## WHAT YOU HAVE TO DO
Copy each of the entries below word for word and line for line, omitting the pictures.
[Begin SUPPLIED ENTRIES]
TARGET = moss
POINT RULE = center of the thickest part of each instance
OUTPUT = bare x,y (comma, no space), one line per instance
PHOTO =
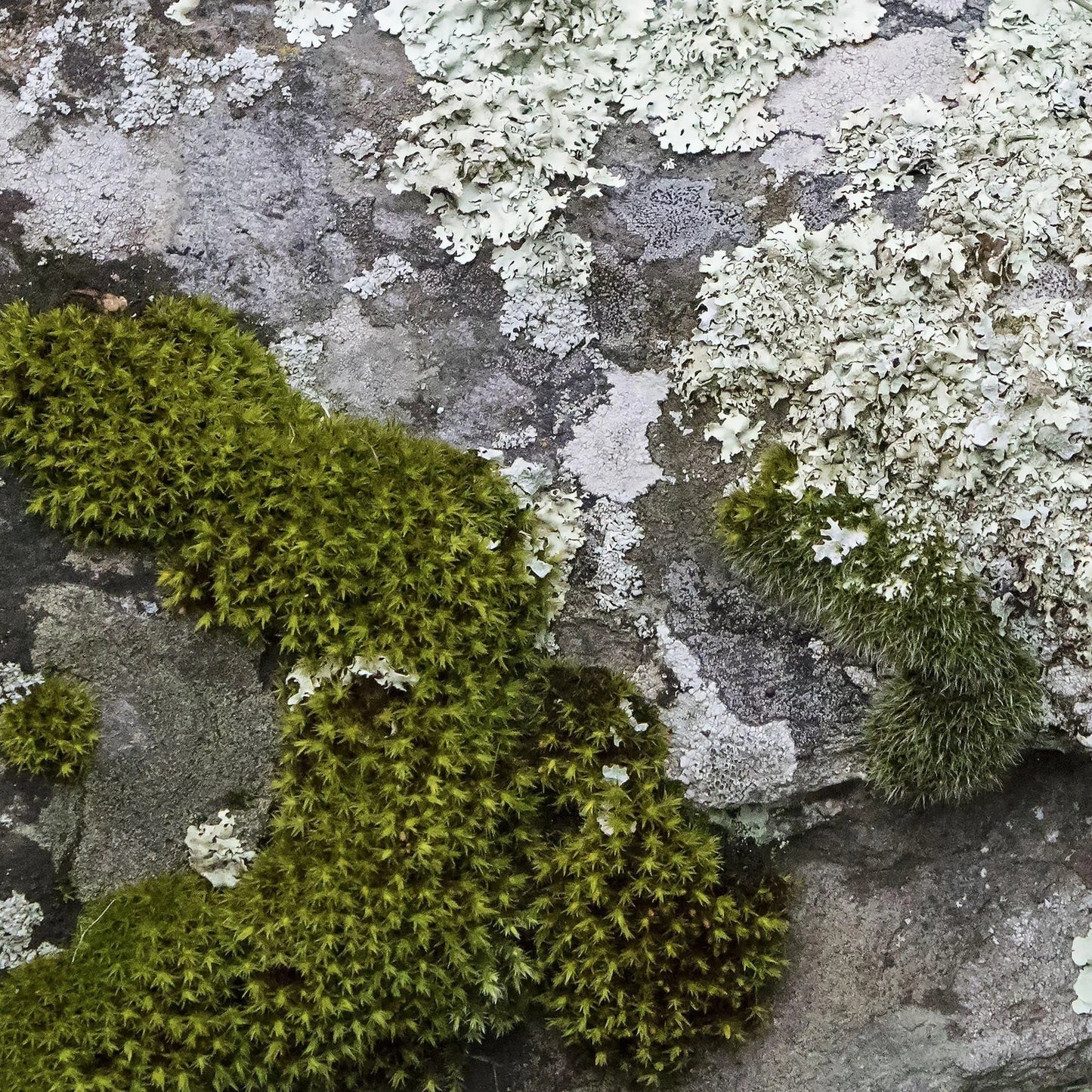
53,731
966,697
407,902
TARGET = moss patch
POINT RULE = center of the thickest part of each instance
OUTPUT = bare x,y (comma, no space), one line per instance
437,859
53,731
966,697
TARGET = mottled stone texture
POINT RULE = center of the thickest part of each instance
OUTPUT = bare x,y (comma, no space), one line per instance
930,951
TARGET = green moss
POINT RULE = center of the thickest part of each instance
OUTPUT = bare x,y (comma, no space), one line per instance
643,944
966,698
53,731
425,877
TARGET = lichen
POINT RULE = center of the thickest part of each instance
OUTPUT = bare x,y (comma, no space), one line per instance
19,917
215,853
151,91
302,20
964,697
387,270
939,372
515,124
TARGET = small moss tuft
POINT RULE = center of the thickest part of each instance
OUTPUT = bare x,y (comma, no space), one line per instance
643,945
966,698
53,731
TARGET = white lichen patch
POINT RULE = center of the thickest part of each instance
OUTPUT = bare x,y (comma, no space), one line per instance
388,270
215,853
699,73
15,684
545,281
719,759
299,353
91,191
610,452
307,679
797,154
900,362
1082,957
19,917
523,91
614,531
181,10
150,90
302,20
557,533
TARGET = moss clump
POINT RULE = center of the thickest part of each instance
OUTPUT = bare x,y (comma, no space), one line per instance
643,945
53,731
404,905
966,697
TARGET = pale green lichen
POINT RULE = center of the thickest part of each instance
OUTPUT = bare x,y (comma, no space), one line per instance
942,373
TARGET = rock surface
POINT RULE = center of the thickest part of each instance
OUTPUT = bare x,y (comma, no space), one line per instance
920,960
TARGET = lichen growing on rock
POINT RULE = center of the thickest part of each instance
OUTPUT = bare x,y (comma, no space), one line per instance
[End SUPPLIED ENTRIES]
## RESPONSE TO THE EXERCISE
TARGET = moss
POINT RULE = center of the thickest part of each instance
OUTPUT = bare x,y (comma, no space), one line per instance
PHOTO =
53,731
966,697
407,902
TARGET = moss patch
POINT RULE = center of the thickest part of each instance
OUTPUT = bare x,y (comma, no space), one line per instance
437,859
53,731
966,697
TARGET = mottled stone texture
POINT RULE = center of the thickest part of each instance
OUTPUT = bare x,y (comma, no space), one line per instance
930,951
TARGET = green moss
POINT RULE = center of the thickest part of each instance
OUTPUT = bare x,y (comma, no space), one line per instance
643,944
966,698
53,731
425,877
TARGET = lichen
POINT RULE = center of the thickest part of each instance
OUTPUT = bare x,y (comma, no space), one line per instance
19,917
215,853
151,91
302,20
964,697
387,270
939,372
515,124
TARGET = small moss tuft
POINT RULE = center of the thickest part of each instance
OUTPUT = bare x,y (comma, no space), one line per instance
643,945
966,698
53,731
TARGET = white lichen patch
POINT RULE = center of the thickest part of each instance
OUTPUT = bare x,y (comma, no space), one line per instance
388,270
215,853
699,73
15,684
545,281
719,759
299,353
91,191
610,452
307,679
797,154
900,362
1082,957
19,917
523,91
614,531
181,10
150,90
302,20
557,533
TARGET = moss clump
POINT RULE = center of the thickest part of each instance
OUTPUT = bare x,y (comma, no space), one line per instance
643,945
53,731
404,905
966,697
TARGET = pale green lichen
POINT RULE = center of the thickest part of each instance
OUTPUT = bare x,y (comma, no space), one line per instance
942,373
TARGET = rock surface
POINT RULE = center of the thickest part of each instance
OUTPUT = bare x,y (comma, no space), one line per instance
920,960
TARGET = lichen growing on rock
POINT RULE = center of the thickest part of each instance
OUTPUT = bare x,y (comma, no space), one line per instance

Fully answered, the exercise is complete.